[EXERCISE TEXT]:

--- START ---

That'd be a future where I'd like to live.

Were it that easy.

- Vectors: very tricky. We don't really have too much here yet. Retroviruses could work, but their random placement their genome onto a chromosome and the high number of cells in a human body makes it highly likely that you get some form of cancer.
- Not everything is dominant/recessive. Hell: for many genes we hardly know the functions, and almost all functions of a tissue depend on a huge genetic network. Also: if you don't spot the dysfunction in time, you're most likely fucked, since post-fetal growing of the right neural cells to the right parts of the brain is going to be a clusterfuck.

Also: the branch of molecular biology involved in what you're discussing and the branch of informatics/robotics which is used here are completely separate. Why not do both of them?

That's why I said "dumping the cash into developing it"; I'm aware that getting a vector, for example the processed retrovirus to actually bring the gene to the right cell, put it in the right place and for the gene to successfully replace the "broken" part without even taking polygenes into consideration are all problems that would need to be solved. That's what I'd like to see; to get these kind of problems solved.

--- END ---

[USING THE INFORMATION]:
a: From the gene therapy discussion, copy the passage that begins at the words "- Not everything" and stops after the words "both of them?".
b: According to the gene therapy discussion, why are retroviruses a risky vector? Answer in one to three sentences.
c: Translate this sentence from the gene therapy discussion into Spanish: "That'd be a future where I'd like to live."

[COLLECTED DATA]:

--- START ---

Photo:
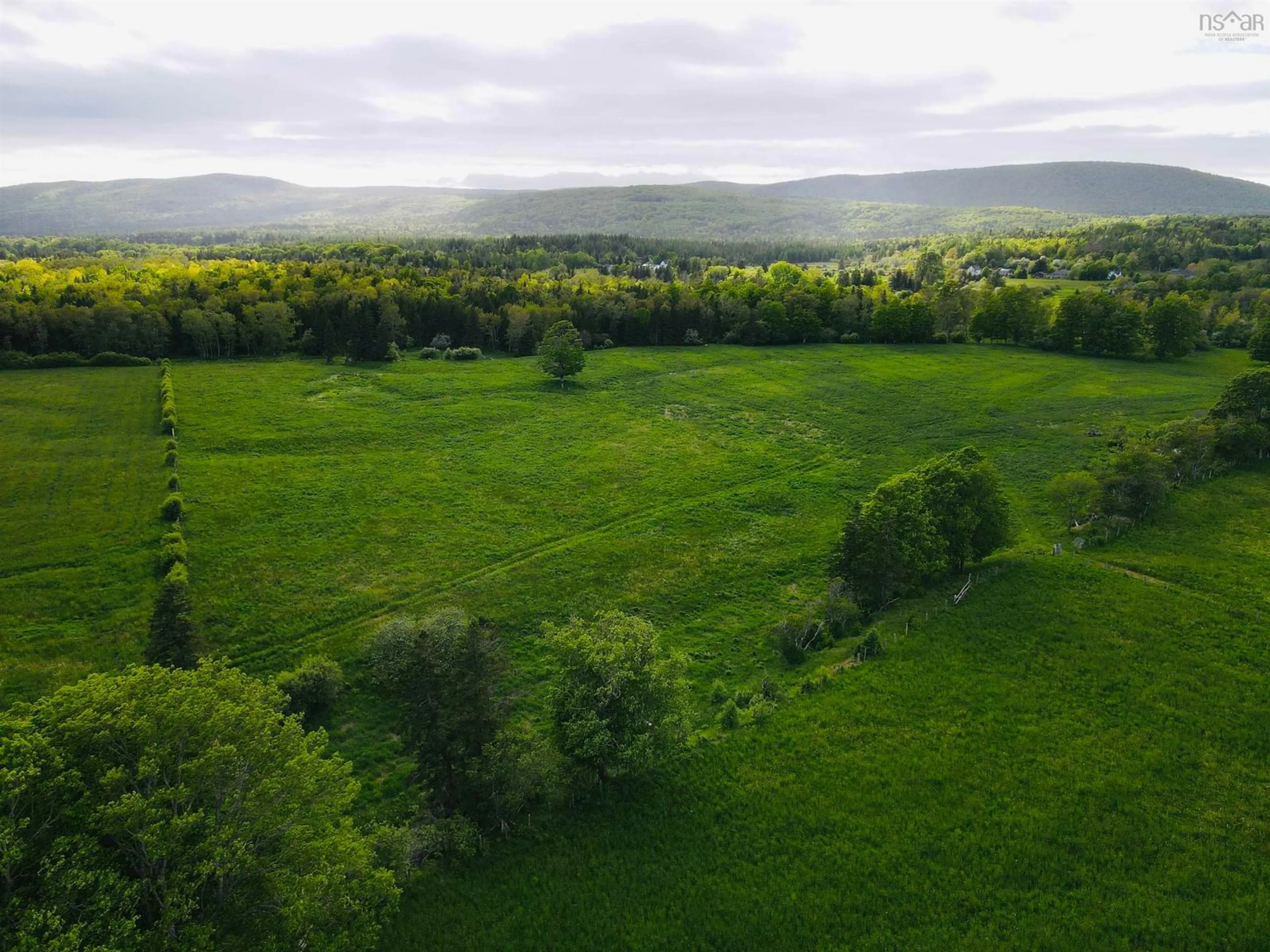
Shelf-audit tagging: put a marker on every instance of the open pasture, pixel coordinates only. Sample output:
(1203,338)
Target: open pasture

--- END ---

[ANSWERS FOR THE TASKS]:
a:
- Not everything is dominant/recessive. Hell: for many genes we hardly know the functions, and almost all functions of a tissue depend on a huge genetic network. Also: if you don't spot the dysfunction in time, you're most likely fucked, since post-fetal growing of the right neural cells to the right parts of the brain is going to be a clusterfuck.

Also: the branch of molecular biology involved in what you're discussing and the branch of informatics/robotics which is used here are completely separate. Why not do both of them?

b: Retroviruses place their genome onto a chromosome at random. Because a human body has so many cells, that random placement makes some form of cancer highly likely.

c: Ese sería un futuro en el que me gustaría vivir.